◆ **Requirement**
In every item, swap "closet" for "wardrobe" and keep all other wording identical.

◆ **Information supplied**
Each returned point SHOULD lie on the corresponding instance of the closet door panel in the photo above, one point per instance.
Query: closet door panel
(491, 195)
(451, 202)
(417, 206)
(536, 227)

◆ **Result for this task**
Each returned point SHOULD lie on the corresponding instance of the wardrobe door panel in the photo above, one point per instance.
Query: wardrobe door panel
(491, 195)
(451, 202)
(417, 206)
(536, 227)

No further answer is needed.